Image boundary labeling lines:
-*-*-

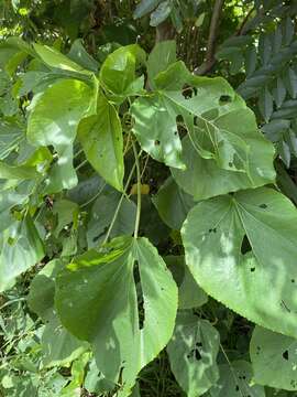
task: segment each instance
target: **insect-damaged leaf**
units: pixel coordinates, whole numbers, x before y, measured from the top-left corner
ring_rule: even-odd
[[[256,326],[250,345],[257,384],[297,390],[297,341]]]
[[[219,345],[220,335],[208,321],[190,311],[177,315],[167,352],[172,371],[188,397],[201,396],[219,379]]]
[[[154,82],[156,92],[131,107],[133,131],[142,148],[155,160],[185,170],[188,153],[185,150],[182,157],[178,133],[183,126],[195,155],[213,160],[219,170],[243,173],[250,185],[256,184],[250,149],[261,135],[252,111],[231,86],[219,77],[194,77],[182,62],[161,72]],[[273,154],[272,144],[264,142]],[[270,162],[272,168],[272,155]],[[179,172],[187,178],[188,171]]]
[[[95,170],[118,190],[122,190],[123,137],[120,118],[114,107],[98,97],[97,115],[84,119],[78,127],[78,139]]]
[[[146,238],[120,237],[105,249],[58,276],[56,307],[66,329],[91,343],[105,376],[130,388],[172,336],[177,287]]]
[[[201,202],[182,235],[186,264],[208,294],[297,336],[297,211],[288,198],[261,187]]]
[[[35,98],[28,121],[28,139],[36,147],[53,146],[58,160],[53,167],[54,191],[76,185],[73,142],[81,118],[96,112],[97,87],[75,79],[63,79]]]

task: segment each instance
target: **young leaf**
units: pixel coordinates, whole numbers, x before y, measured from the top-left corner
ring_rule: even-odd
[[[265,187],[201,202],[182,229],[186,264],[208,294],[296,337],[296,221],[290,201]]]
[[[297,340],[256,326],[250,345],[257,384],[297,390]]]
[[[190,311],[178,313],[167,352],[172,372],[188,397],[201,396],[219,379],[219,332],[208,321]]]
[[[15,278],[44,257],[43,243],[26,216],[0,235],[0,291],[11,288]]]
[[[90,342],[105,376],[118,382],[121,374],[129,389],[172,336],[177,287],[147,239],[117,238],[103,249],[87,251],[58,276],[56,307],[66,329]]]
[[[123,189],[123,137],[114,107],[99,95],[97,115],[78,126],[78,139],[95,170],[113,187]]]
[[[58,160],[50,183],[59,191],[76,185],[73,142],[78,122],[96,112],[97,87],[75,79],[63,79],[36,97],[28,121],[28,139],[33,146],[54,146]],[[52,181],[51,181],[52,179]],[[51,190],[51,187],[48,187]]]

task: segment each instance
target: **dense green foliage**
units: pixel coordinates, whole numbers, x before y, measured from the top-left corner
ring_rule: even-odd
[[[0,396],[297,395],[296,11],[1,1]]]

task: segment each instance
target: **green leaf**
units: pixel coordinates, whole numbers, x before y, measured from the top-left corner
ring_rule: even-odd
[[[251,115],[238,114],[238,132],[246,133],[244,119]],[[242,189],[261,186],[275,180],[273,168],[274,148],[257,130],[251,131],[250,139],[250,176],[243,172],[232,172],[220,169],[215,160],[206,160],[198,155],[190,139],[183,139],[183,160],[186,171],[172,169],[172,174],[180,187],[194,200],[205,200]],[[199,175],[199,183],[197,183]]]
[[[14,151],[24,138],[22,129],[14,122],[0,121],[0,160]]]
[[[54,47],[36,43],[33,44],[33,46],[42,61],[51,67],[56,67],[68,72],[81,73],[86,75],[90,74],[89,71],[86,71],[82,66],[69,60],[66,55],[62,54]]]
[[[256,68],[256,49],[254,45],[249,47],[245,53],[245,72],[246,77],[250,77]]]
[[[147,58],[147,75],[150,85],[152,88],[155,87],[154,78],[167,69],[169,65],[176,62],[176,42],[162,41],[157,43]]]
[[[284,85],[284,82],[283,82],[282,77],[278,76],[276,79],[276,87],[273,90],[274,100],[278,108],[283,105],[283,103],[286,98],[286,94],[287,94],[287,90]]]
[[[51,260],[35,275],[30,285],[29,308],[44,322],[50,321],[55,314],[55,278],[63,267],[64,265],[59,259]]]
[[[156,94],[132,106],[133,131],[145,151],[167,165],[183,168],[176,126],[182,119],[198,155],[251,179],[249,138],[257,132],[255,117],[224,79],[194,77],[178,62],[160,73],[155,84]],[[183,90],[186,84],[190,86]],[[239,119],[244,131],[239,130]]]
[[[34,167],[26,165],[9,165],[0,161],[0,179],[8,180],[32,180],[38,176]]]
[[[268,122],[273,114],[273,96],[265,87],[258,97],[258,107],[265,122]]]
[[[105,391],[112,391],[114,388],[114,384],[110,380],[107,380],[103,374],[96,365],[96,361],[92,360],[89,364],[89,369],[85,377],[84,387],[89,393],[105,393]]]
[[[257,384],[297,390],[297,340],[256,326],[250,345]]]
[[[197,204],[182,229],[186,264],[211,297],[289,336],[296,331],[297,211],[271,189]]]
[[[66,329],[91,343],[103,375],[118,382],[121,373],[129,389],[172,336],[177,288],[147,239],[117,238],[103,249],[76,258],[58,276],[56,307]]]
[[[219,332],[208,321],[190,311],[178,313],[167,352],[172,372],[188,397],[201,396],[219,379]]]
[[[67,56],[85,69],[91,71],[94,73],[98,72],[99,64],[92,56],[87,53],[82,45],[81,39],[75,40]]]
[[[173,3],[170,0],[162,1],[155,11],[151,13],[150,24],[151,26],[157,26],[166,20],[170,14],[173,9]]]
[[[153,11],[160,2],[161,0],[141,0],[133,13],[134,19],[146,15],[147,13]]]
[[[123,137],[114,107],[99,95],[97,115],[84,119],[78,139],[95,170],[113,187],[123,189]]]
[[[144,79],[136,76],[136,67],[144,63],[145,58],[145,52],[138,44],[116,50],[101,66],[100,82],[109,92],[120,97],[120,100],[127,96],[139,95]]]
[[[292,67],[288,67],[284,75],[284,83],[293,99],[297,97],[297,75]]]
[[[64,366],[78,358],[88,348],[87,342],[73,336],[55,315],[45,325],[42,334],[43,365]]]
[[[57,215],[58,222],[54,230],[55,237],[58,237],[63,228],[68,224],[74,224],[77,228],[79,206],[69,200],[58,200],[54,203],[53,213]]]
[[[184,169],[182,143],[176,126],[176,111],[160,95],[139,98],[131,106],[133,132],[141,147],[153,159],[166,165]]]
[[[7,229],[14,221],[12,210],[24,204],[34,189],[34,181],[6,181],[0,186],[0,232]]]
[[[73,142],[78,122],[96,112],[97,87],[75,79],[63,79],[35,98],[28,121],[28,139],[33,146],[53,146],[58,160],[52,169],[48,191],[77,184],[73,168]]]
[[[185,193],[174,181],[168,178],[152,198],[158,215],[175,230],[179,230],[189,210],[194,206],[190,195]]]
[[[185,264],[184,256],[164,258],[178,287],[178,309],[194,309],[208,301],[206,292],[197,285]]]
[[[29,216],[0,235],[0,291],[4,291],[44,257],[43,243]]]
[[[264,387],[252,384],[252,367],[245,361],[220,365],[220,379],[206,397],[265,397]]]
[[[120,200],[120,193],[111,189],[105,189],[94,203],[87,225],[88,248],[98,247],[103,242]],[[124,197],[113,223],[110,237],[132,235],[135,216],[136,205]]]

-*-*-

→ **TASK INSTRUCTIONS**
Write out all of these lines again with "segment each instance" swapped for "outline every instance" everywhere it appears, changing nothing else. Leave the pictures out.

→ **TASK RESULT**
task: outline every instance
target: **insect-damaged leaf**
units: pixel coordinates, whole numbers, x before y, measured from the top-left corner
ring_rule: even-odd
[[[256,326],[250,345],[257,384],[297,390],[297,341]]]
[[[219,345],[220,335],[208,321],[190,311],[177,315],[167,352],[172,371],[188,397],[201,396],[219,379]]]
[[[154,82],[156,92],[131,107],[133,131],[142,148],[155,160],[185,170],[188,153],[185,150],[182,157],[178,133],[183,126],[195,155],[213,160],[219,170],[243,173],[250,185],[256,184],[250,149],[261,135],[252,111],[231,86],[219,77],[194,77],[182,62],[161,72]],[[273,154],[272,144],[264,142]],[[270,162],[272,168],[272,155]],[[179,172],[187,178],[188,171]]]
[[[95,170],[118,190],[122,190],[123,137],[120,118],[114,107],[98,97],[97,115],[84,119],[78,127],[78,139]]]
[[[146,238],[120,237],[105,249],[58,276],[56,307],[66,329],[91,343],[105,376],[130,388],[172,336],[177,287]]]
[[[201,202],[182,235],[186,264],[208,294],[297,336],[297,211],[288,198],[261,187]]]
[[[35,98],[28,121],[28,139],[36,147],[53,146],[58,160],[53,167],[54,191],[76,185],[73,142],[81,118],[96,112],[97,87],[75,79],[63,79]]]

task: outline every instance
target: **young leaf**
units: pixel coordinates, whole numbers, x before y, measured from the top-left corner
ring_rule: even-odd
[[[265,187],[201,202],[182,229],[186,264],[208,294],[296,337],[296,221],[290,201]]]
[[[297,340],[256,326],[250,345],[257,384],[297,390]]]
[[[190,311],[178,313],[167,352],[172,372],[188,397],[201,396],[219,379],[219,332],[208,321]]]
[[[15,278],[44,257],[43,243],[26,216],[0,235],[0,291],[11,288]]]
[[[90,342],[105,376],[118,382],[121,374],[129,389],[172,336],[177,287],[147,239],[117,238],[103,249],[87,251],[58,276],[56,307],[66,329]]]
[[[123,189],[123,137],[114,107],[99,95],[97,115],[78,126],[78,139],[95,170],[113,187]]]
[[[58,160],[50,183],[59,191],[76,185],[73,142],[78,122],[96,112],[97,87],[75,79],[63,79],[36,97],[28,121],[28,139],[33,146],[54,146]],[[52,181],[51,181],[52,179]],[[51,190],[51,187],[48,187]]]

task: outline every instance
target: **dense green foliage**
units: pixel coordinates, whole numbers, x before y, measured from the top-left corner
ring_rule: even-odd
[[[0,396],[297,395],[296,11],[1,1]]]

task: outline every instance
target: **green leaf**
units: pixel coordinates, whole numbers, x before y, measured from the top-left corner
ring_rule: even-odd
[[[251,115],[238,114],[238,132],[246,133],[244,119]],[[242,189],[261,186],[275,180],[273,168],[274,148],[257,130],[251,131],[250,139],[250,176],[243,172],[232,172],[220,169],[215,160],[206,160],[198,155],[190,139],[183,139],[183,160],[186,171],[172,169],[172,174],[180,187],[194,200],[205,200]],[[199,175],[199,183],[197,183]]]
[[[14,151],[24,138],[22,129],[14,122],[0,121],[0,160]]]
[[[54,47],[36,43],[33,44],[33,46],[42,61],[51,67],[56,67],[68,72],[81,73],[86,75],[90,74],[89,71],[86,71],[82,66],[69,60],[66,55],[62,54]]]
[[[256,68],[256,49],[254,45],[249,47],[245,53],[245,72],[246,77],[250,77]]]
[[[147,58],[147,75],[150,85],[152,88],[155,87],[154,78],[167,69],[169,65],[176,62],[176,42],[162,41],[157,43]]]
[[[284,85],[284,82],[283,82],[282,77],[278,76],[276,79],[276,87],[273,90],[274,100],[278,108],[283,105],[283,103],[286,98],[286,94],[287,94],[287,90]]]
[[[51,260],[35,275],[30,285],[29,308],[44,322],[50,321],[55,314],[55,278],[63,267],[64,265],[59,259]]]
[[[156,94],[132,106],[133,131],[145,151],[167,165],[183,168],[176,126],[182,119],[198,155],[251,179],[249,138],[257,132],[255,117],[224,79],[194,77],[178,62],[160,73],[155,84]],[[183,90],[186,84],[190,86]],[[239,119],[244,131],[239,130]]]
[[[34,167],[26,165],[9,165],[0,161],[0,179],[8,180],[32,180],[38,176]]]
[[[268,122],[273,114],[273,96],[265,87],[258,97],[258,107],[265,122]]]
[[[105,391],[112,391],[114,388],[114,384],[110,380],[107,380],[103,374],[96,365],[96,361],[92,360],[89,364],[89,369],[85,377],[84,387],[89,393],[105,393]]]
[[[257,384],[297,390],[297,340],[256,326],[250,345]]]
[[[197,204],[182,229],[186,264],[211,297],[289,336],[296,331],[297,211],[271,189]]]
[[[66,329],[91,343],[103,375],[118,382],[121,373],[129,389],[172,336],[177,288],[147,239],[117,238],[103,249],[76,258],[58,276],[56,307]]]
[[[219,332],[208,321],[190,311],[178,313],[167,352],[172,372],[188,397],[201,396],[219,379]]]
[[[67,56],[85,69],[91,71],[94,73],[98,72],[99,64],[92,56],[87,53],[82,45],[81,39],[75,40]]]
[[[173,3],[170,0],[162,1],[155,11],[151,13],[150,24],[151,26],[157,26],[166,20],[170,14],[173,9]]]
[[[153,11],[160,2],[161,0],[141,0],[133,13],[134,19],[146,15],[147,13]]]
[[[123,137],[114,107],[99,95],[97,115],[84,119],[78,139],[95,170],[113,187],[123,189]]]
[[[144,79],[136,76],[136,67],[144,63],[145,58],[145,52],[138,44],[116,50],[101,66],[100,82],[109,92],[120,97],[120,100],[127,96],[139,95]]]
[[[292,67],[288,67],[284,75],[284,83],[293,99],[297,97],[297,75]]]
[[[64,366],[78,358],[88,348],[87,342],[73,336],[55,315],[45,325],[42,334],[43,365]]]
[[[57,215],[58,222],[54,230],[55,237],[58,237],[63,228],[68,224],[74,224],[77,228],[79,206],[69,200],[58,200],[54,203],[53,213]]]
[[[184,169],[182,143],[176,126],[176,111],[160,95],[139,98],[131,106],[133,132],[141,147],[153,159],[166,165]]]
[[[7,229],[14,221],[12,210],[24,204],[34,189],[34,181],[6,181],[0,186],[0,232]]]
[[[73,142],[78,122],[96,112],[97,87],[75,79],[63,79],[35,98],[28,121],[28,139],[33,146],[53,146],[58,160],[52,169],[48,191],[77,184],[73,168]]]
[[[185,193],[174,181],[168,178],[152,198],[158,215],[175,230],[179,230],[189,210],[194,206],[190,195]]]
[[[185,264],[184,256],[164,258],[178,287],[178,309],[194,309],[208,301],[206,292],[197,285]]]
[[[29,216],[0,235],[0,291],[4,291],[44,257],[43,243]]]
[[[264,387],[252,384],[252,367],[245,361],[220,365],[220,379],[206,397],[265,397]]]
[[[120,200],[120,193],[111,189],[105,189],[94,203],[87,225],[88,248],[98,247],[103,242]],[[124,197],[113,223],[110,237],[132,235],[135,216],[136,205]]]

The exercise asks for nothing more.